Page
>> start

Hi,
On 2017-04-15 05:18:49 +0200, Petr Jelinek wrote:
> + /*
> + * c) we already seen the xl_running_xacts and tried to do the above.
> + * However because of race condition in LogStandbySnapshot() there might
> + * have been transaction reported as running but in reality has already
> + * written commit record before the xl_running_xacts so decoding has
> + * missed it. We now see xl_running_xacts that suggests all transactions
> + * from the original one were closed but the consistent state wasn't
> + * reached which means the race condition has indeed happened.
> + *
> + * Start tracking again as if this was the first xl_running_xacts we've
> + * seen, with the advantage that because decoding was already running,
> + * any transactions committed before the xl_running_xacts record will be
> + * known to us so we won't hit with the same issue again.
> + */
Unfortunately I don't think that's true, as coded. You're using
information about committed transactions:
> + else if (TransactionIdFollows(running->oldestRunningXid,
> + builder->running.xmax))
> + {
> + int off;
> +
> + SnapBuildStartXactTracking(builder, running);
> +
> /*
> + * Nark any transactions that are known to have committed before the
> + * xl_running_xacts as finished to avoid the race condition in
> + * LogStandbySnapshot().
> *
> + * We can use SnapBuildEndTxn directly as it only does the
> + * transaction running check and handling without any additional
> + * side effects.
> */
> + for (off = 0; off < builder->committed.xcnt; off++)
> + SnapBuildEndTxn(builder, lsn, builder->committed.xip[off]);
but a transaction might just have *aborted* before the new snapshot, no?
Since we don't keep track of those, I don't think this guarantees anything?
ISTM, we need a xip_status array in SnapBuild->running. Then, whenever
a xl_running_xacts is encountered while builder->running.xcnt > 0, loop
for i in 0 .. xcnt_space, and end SnapBuildEndTxn() if xip_status[i] but
the xid is not xl_running_xacts? Does that make sense?
- Andres

>> end

Instruction A
What does the reply in the post propose adding to SnapBuild->running?

Stored dataset items
>> start

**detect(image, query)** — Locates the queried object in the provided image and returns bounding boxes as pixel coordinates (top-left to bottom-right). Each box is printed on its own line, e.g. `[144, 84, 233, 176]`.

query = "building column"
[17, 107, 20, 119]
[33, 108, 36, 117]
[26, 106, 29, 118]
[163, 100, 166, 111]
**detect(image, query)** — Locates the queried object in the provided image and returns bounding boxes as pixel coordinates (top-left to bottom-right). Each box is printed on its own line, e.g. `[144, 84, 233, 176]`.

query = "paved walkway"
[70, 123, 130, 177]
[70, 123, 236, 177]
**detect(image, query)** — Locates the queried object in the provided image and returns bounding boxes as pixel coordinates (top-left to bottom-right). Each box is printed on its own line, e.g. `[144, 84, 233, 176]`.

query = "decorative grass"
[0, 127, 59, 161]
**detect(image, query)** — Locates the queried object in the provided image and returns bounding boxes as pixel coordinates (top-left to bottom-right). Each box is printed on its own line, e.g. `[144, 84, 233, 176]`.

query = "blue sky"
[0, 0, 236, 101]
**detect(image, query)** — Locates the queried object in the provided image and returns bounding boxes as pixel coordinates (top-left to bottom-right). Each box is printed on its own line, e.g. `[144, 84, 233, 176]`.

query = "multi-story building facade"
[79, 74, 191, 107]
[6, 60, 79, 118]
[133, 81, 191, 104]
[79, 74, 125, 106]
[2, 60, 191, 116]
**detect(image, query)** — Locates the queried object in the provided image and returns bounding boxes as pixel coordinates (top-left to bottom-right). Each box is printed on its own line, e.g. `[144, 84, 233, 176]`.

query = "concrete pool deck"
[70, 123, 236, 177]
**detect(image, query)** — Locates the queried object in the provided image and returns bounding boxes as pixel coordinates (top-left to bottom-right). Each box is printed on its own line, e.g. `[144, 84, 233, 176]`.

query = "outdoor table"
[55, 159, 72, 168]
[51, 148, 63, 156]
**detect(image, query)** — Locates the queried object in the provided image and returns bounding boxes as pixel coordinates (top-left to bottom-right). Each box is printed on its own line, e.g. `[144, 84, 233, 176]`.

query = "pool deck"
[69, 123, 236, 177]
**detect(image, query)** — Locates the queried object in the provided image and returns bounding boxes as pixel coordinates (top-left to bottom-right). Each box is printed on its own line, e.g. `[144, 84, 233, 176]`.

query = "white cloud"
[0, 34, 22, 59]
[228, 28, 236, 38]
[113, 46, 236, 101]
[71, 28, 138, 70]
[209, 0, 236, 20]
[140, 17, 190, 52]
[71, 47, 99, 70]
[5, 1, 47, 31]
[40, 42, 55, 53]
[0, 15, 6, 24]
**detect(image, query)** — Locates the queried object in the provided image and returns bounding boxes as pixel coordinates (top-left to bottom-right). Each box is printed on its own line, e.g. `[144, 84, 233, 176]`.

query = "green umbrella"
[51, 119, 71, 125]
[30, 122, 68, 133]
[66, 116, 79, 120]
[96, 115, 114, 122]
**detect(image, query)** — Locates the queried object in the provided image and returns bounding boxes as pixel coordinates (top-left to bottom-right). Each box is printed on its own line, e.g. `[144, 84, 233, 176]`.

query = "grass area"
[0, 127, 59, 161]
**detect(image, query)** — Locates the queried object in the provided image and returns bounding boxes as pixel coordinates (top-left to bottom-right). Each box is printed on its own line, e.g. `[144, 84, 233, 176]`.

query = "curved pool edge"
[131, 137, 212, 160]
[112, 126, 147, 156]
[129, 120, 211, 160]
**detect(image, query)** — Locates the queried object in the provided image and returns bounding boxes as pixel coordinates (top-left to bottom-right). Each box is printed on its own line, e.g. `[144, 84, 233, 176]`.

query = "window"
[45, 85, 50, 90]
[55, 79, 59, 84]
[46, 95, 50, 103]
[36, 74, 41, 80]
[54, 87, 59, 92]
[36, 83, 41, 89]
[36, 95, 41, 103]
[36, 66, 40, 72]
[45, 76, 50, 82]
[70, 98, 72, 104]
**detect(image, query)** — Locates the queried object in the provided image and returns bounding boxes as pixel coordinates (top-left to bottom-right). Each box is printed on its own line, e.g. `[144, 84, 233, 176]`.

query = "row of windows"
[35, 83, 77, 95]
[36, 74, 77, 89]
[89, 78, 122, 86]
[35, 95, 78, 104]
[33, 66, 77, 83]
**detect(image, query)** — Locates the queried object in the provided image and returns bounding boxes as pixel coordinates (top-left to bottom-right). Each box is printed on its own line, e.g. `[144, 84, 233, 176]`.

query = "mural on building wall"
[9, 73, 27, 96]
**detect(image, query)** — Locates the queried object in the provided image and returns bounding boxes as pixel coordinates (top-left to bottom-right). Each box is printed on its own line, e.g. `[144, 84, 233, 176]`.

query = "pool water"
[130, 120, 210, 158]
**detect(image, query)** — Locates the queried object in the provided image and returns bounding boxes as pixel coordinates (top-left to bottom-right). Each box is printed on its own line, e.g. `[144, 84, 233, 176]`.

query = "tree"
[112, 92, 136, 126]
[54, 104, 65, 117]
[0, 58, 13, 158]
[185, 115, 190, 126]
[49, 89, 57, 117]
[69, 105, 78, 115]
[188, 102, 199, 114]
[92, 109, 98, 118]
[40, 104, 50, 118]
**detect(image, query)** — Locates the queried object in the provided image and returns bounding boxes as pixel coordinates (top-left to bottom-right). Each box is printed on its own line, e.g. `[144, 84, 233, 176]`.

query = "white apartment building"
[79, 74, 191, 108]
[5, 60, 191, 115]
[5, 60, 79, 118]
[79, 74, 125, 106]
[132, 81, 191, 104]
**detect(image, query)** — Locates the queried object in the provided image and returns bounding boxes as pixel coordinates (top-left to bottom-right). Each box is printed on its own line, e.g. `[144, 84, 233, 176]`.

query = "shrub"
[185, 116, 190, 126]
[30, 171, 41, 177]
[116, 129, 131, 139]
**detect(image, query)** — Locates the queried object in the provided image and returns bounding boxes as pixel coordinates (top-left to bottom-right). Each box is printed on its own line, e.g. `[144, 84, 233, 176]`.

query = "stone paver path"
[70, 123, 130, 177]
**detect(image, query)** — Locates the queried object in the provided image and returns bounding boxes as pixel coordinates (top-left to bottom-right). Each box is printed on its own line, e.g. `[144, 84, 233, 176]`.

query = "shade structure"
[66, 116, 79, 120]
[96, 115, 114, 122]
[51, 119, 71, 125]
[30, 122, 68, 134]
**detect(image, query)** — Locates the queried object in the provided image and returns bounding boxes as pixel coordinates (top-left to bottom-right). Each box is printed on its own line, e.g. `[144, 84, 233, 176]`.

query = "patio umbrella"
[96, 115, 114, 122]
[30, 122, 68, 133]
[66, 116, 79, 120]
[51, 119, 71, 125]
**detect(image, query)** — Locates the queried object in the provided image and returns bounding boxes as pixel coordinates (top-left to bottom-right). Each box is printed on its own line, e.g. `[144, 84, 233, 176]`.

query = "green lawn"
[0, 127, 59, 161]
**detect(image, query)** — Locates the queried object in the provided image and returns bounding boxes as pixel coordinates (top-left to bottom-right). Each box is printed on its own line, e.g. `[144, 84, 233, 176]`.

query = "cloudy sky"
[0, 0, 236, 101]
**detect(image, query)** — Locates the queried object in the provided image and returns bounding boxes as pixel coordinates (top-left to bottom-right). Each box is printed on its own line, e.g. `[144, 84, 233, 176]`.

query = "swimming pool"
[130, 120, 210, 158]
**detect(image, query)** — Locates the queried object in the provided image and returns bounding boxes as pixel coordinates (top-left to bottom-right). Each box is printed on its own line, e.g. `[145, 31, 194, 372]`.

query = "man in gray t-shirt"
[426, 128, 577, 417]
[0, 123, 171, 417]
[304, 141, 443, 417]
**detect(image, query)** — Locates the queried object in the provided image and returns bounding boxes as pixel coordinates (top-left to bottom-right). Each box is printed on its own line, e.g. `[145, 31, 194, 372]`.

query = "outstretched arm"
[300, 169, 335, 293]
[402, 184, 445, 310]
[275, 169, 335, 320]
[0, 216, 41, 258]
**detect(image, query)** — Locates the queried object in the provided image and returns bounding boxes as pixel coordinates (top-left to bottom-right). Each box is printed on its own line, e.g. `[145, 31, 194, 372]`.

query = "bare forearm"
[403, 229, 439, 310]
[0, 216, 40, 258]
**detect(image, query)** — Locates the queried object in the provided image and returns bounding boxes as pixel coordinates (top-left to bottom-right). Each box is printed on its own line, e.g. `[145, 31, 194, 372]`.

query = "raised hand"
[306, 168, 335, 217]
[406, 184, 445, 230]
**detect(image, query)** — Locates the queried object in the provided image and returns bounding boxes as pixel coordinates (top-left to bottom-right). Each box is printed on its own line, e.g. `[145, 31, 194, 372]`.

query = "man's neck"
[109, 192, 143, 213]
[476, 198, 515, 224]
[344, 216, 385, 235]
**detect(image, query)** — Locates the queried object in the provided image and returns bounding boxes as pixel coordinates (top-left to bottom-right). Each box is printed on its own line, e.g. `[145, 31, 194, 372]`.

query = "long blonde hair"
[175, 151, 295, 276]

>> end

Instruction B
List every line of the listing that contains the string "umbrella", treating uppercase and lowercase as different.

Full response A
An xip_status array.

Full response B
query = "green umbrella"
query = "patio umbrella"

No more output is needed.